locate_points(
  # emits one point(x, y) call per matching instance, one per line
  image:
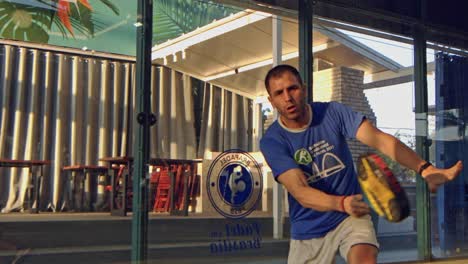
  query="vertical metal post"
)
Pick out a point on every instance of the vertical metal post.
point(422, 143)
point(277, 188)
point(144, 119)
point(305, 45)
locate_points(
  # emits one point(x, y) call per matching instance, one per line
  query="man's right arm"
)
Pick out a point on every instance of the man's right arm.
point(296, 184)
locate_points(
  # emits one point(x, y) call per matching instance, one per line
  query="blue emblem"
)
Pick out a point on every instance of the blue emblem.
point(234, 184)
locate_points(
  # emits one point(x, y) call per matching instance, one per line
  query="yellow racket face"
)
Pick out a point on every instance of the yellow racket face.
point(382, 189)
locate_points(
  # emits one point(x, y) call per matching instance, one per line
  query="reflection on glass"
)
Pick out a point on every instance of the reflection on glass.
point(449, 228)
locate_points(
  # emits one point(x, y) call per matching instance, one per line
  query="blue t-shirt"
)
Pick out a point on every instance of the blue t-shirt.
point(322, 153)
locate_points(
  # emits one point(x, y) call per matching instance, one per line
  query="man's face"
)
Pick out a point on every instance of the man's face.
point(287, 95)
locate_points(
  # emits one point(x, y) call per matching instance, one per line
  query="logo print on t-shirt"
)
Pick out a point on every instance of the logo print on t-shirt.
point(302, 156)
point(331, 164)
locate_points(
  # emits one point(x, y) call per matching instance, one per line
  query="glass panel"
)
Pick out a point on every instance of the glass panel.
point(205, 88)
point(390, 93)
point(448, 118)
point(63, 109)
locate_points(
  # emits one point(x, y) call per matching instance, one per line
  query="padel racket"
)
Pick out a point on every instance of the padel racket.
point(381, 188)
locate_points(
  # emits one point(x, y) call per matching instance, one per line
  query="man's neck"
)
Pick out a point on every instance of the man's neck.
point(303, 121)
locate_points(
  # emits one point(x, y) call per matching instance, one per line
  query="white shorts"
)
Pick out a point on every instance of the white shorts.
point(350, 232)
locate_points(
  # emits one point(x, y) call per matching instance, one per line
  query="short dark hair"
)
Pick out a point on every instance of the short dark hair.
point(279, 70)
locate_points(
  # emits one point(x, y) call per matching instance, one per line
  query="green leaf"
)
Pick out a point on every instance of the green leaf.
point(8, 30)
point(113, 7)
point(37, 34)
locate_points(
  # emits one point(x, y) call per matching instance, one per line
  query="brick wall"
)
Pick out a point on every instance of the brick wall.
point(344, 85)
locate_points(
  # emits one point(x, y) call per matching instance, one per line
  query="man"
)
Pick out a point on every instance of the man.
point(307, 151)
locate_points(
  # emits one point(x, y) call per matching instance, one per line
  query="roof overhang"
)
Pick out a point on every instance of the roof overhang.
point(236, 52)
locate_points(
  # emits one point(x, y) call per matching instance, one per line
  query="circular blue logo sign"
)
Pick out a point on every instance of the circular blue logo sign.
point(234, 184)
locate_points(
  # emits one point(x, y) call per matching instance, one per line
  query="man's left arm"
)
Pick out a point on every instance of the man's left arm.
point(368, 134)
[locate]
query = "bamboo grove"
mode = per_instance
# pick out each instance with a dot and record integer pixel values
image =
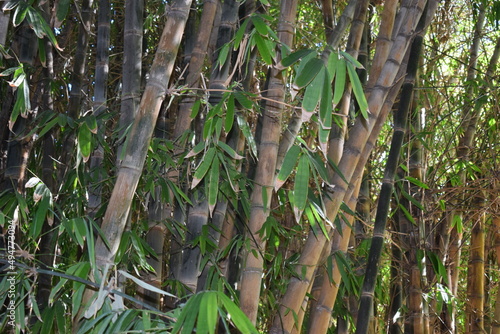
(276, 166)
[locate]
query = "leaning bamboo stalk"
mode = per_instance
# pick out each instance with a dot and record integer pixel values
(400, 123)
(264, 177)
(100, 103)
(115, 218)
(337, 189)
(295, 123)
(335, 149)
(188, 275)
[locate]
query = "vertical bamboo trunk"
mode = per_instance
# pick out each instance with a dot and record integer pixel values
(337, 189)
(475, 274)
(400, 120)
(495, 321)
(100, 103)
(334, 39)
(325, 296)
(132, 68)
(142, 129)
(77, 80)
(47, 242)
(191, 256)
(264, 175)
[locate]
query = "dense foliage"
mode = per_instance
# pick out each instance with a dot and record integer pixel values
(243, 166)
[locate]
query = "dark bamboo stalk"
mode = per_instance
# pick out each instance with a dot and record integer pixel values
(400, 120)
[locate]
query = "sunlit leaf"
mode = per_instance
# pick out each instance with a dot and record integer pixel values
(313, 91)
(301, 186)
(213, 184)
(295, 56)
(310, 70)
(358, 90)
(289, 163)
(85, 141)
(264, 51)
(340, 74)
(203, 167)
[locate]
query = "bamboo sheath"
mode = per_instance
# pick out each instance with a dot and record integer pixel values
(130, 171)
(298, 286)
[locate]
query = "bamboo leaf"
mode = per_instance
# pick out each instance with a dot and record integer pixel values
(196, 150)
(85, 141)
(238, 36)
(351, 59)
(145, 285)
(213, 184)
(260, 25)
(224, 51)
(39, 219)
(417, 182)
(340, 74)
(62, 9)
(289, 162)
(239, 319)
(333, 59)
(310, 70)
(203, 167)
(358, 90)
(263, 49)
(232, 153)
(295, 56)
(248, 134)
(229, 119)
(313, 91)
(301, 186)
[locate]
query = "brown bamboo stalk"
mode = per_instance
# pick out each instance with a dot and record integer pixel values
(474, 310)
(130, 171)
(337, 189)
(265, 172)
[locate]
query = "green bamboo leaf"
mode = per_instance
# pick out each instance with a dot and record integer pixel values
(310, 70)
(195, 109)
(313, 91)
(417, 182)
(20, 12)
(248, 134)
(60, 319)
(333, 59)
(78, 226)
(85, 141)
(243, 100)
(232, 153)
(213, 184)
(145, 285)
(91, 122)
(340, 74)
(260, 25)
(39, 219)
(197, 149)
(62, 9)
(238, 37)
(239, 319)
(41, 52)
(301, 186)
(325, 107)
(224, 51)
(203, 167)
(229, 119)
(289, 163)
(351, 59)
(357, 88)
(263, 49)
(295, 56)
(212, 307)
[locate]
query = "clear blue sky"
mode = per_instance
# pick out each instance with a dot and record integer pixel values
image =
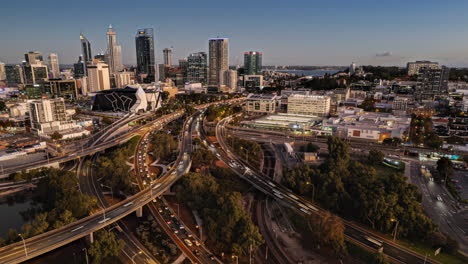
(294, 32)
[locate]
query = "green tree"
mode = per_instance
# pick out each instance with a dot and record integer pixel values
(56, 136)
(105, 245)
(375, 157)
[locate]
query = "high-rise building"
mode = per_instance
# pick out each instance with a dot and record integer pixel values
(79, 68)
(98, 76)
(123, 79)
(54, 66)
(253, 63)
(219, 62)
(14, 74)
(230, 81)
(167, 53)
(33, 57)
(86, 51)
(413, 68)
(144, 42)
(352, 68)
(114, 52)
(432, 83)
(197, 68)
(2, 72)
(317, 105)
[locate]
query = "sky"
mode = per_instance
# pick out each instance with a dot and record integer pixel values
(294, 32)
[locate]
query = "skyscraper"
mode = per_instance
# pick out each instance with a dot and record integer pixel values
(86, 51)
(167, 57)
(219, 61)
(54, 66)
(197, 70)
(2, 72)
(98, 77)
(253, 63)
(144, 42)
(114, 52)
(33, 57)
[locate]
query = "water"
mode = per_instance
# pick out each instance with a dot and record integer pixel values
(309, 73)
(11, 217)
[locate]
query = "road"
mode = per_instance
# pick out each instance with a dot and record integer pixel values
(353, 232)
(40, 244)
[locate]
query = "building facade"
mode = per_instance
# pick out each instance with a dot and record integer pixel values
(414, 67)
(54, 66)
(316, 105)
(253, 63)
(98, 77)
(197, 68)
(218, 62)
(144, 42)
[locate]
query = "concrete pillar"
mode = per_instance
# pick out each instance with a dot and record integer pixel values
********************
Repeat the whole of the material above exactly, but keep the pictures out.

▸ **Written reply**
locate_points(
  # emits one point(x, y) call per matching instance, one per line
  image:
  query="vertical metal post"
)
Pick out a point on every instance of the vertical metal post.
point(422, 143)
point(277, 188)
point(144, 119)
point(305, 45)
locate_points(
  # emits one point(x, y) call per matching instance, one per line
  query="man's right arm"
)
Pick out a point on every instance of the man's right arm.
point(296, 184)
locate_points(
  # emits one point(x, y) call per matching instance, one per line
  query="blue emblem"
)
Pick out a point on every instance of the blue emblem.
point(234, 184)
locate_points(
  # emits one point(x, y) call per matching instance, one per line
  query="yellow racket face"
)
Pick out a point on every instance of the yellow racket face.
point(382, 189)
locate_points(
  # emits one point(x, y) call per matching instance, one per line
  query="reflection on glass"
)
Pick out a point on every instance of the reflection on glass.
point(449, 228)
locate_points(
  # emits one point(x, y) call per matching instance, one per line
  query="blue t-shirt"
)
Pick out a point on every instance of the blue t-shirt.
point(322, 153)
locate_points(
  # emits one point(x, y) call per matching instance, one per line
  query="man's face"
)
Pick out a point on every instance of the man's face.
point(287, 95)
locate_points(
  # emits one point(x, y) call per matching instance, one per line
  query="logo print on t-shirt"
)
Pick out a point on every instance of the logo print on t-shirt.
point(302, 156)
point(331, 164)
locate_points(
  # emits one point(x, y) call per matching instance, one per line
  query="glass panel"
)
Pick out a point on every instance of the glass panel.
point(205, 88)
point(390, 93)
point(448, 118)
point(63, 109)
locate_points(
  # emits one point(x, y) call per matching instance, one per line
  query="padel racket"
)
Pick out a point on every instance of the padel racket.
point(381, 188)
locate_points(
  # emits one point(x, y) call per matching instance, one per line
  query="man's neck"
)
Pick out a point on every instance of the man's neck.
point(303, 121)
locate_points(
  # emits one point(x, y) call per matching instance, one per line
  query="white shorts"
)
Pick out a point on every instance of the white shorts.
point(350, 232)
locate_points(
  # emits one point(x, y) call per matching instance, one per line
  query="short dark hair"
)
Pick out a point on every instance of the short dark hair.
point(279, 70)
locate_points(
  # emits one point(x, y) call per matching instance, one per line
  query="green leaf"
)
Pick out a point on every instance of the green leaf.
point(8, 30)
point(113, 7)
point(37, 34)
locate_points(
  # emits one point(x, y) call per matching instance, one per line
  query="brick wall"
)
Pick out a point on every instance of the brick wall.
point(344, 85)
locate_points(
  # emits one point(x, y) call per matching instance, one per line
  query="man"
)
Pick out a point on every instance of the man.
point(307, 151)
locate_points(
  # emits one point(x, y) call per matching instance, one per line
  query="roof overhang"
)
Pick out a point on every instance of the roof overhang.
point(236, 52)
locate_points(
  # emits one point(x, y) call per matching instance, one per line
  query="circular blue logo sign"
)
Pick out a point on every instance of the circular blue logo sign.
point(234, 184)
locate_points(
  # emits one point(x, y) call per matching instance, one per line
  query="man's left arm"
)
Pick out a point on every instance of the man's left arm.
point(368, 134)
[locate]
query = "bamboo grove"
mode = per_instance
# pick out each instance with a dot and record integer pixel values
image =
(276, 166)
[locate]
query = "leaning bamboo stalk"
mode = per_instance
# pick out each instance with a dot and record integer pixel values
(400, 123)
(264, 177)
(100, 103)
(115, 218)
(337, 189)
(295, 123)
(335, 149)
(188, 275)
[locate]
query = "vertical bamboo trunk"
mode = per_instance
# pick out each instance with a dot and record integer pixel values
(337, 189)
(475, 274)
(400, 120)
(495, 321)
(100, 103)
(334, 39)
(325, 296)
(132, 68)
(142, 129)
(77, 80)
(47, 242)
(191, 256)
(264, 175)
[locate]
query = "dense foliage"
mode = per_instance
# pick out each instance with a dot and record integer pixel values
(243, 166)
[locate]
query = "dark bamboo stalk"
mode = per_instance
# pick out each instance with a dot and record integer pixel values
(400, 120)
[locate]
query = "sunlit leaf"
mode = per_instance
# pick out each instance with a dot and record integer pixel values
(313, 91)
(301, 186)
(213, 184)
(295, 56)
(310, 70)
(358, 90)
(289, 163)
(85, 141)
(264, 51)
(340, 74)
(203, 167)
[locate]
query = "bamboo sheath"
mode = per_instance
# pick out each instance with a dot and record integer pixel values
(130, 171)
(298, 286)
[locate]
query = "bamboo leaf"
mode = per_instance
# pick out each instance with a dot and record integer pixel values
(196, 150)
(85, 141)
(238, 36)
(351, 59)
(145, 285)
(213, 184)
(260, 25)
(224, 51)
(39, 219)
(417, 182)
(340, 74)
(62, 9)
(289, 162)
(239, 319)
(333, 59)
(310, 70)
(203, 167)
(358, 90)
(263, 49)
(232, 153)
(295, 56)
(248, 134)
(229, 119)
(313, 91)
(301, 186)
[locate]
query = "brown bamboo stalk"
mode = per_instance
# pick out each instance with a dot and record integer pixel values
(474, 310)
(130, 171)
(337, 189)
(265, 172)
[locate]
query = "green bamboo leaf"
mode = per_instance
# pick out each instance with a dot and record integer pixel values
(310, 70)
(195, 109)
(313, 91)
(417, 182)
(20, 12)
(248, 134)
(60, 319)
(333, 59)
(78, 226)
(85, 141)
(243, 100)
(232, 153)
(213, 184)
(145, 285)
(91, 122)
(340, 74)
(260, 25)
(39, 219)
(197, 149)
(62, 9)
(238, 37)
(239, 319)
(41, 52)
(301, 186)
(325, 107)
(224, 51)
(203, 167)
(229, 119)
(289, 163)
(351, 59)
(357, 88)
(263, 49)
(295, 56)
(212, 307)
[locate]
query = "clear blue sky"
mode = per_instance
# pick out each instance with a dot and record integer pixel values
image =
(294, 32)
[locate]
query = "green tree"
mode = per_instance
# pick out each instance with a dot and record integer pixel values
(56, 136)
(105, 245)
(375, 157)
[locate]
query = "high-rise building"
mode = per_instance
# pick out each instance with a dot and record integer pixel values
(79, 68)
(98, 76)
(123, 79)
(54, 66)
(253, 63)
(219, 62)
(14, 74)
(230, 81)
(167, 53)
(33, 57)
(86, 51)
(413, 68)
(144, 42)
(352, 68)
(114, 52)
(432, 83)
(197, 68)
(2, 72)
(317, 105)
[locate]
query = "sky"
mode = per_instance
# pick out each instance with a dot and record integer pixel values
(294, 32)
[locate]
query = "skyscraper"
mode = per_instance
# pick out each instance with a dot and record integer pixel values
(86, 51)
(167, 57)
(219, 61)
(54, 66)
(197, 70)
(2, 72)
(98, 77)
(253, 63)
(144, 42)
(114, 52)
(33, 57)
[locate]
query = "water"
mode = per_instance
# pick out each instance with a dot and record integer pixel values
(309, 73)
(11, 217)
[locate]
query = "road"
mode = per_instance
# pick out each instance with a dot and record integer pixel values
(353, 232)
(40, 244)
[locate]
query = "building facade"
mode = per_instance
# pick out each instance with a dot and record integer pixel values
(414, 67)
(54, 66)
(316, 105)
(253, 63)
(98, 77)
(197, 68)
(218, 62)
(144, 42)
[locate]
query = "concrete pillar"
mode = per_instance
# pick out each instance with a dot and record integer pixel values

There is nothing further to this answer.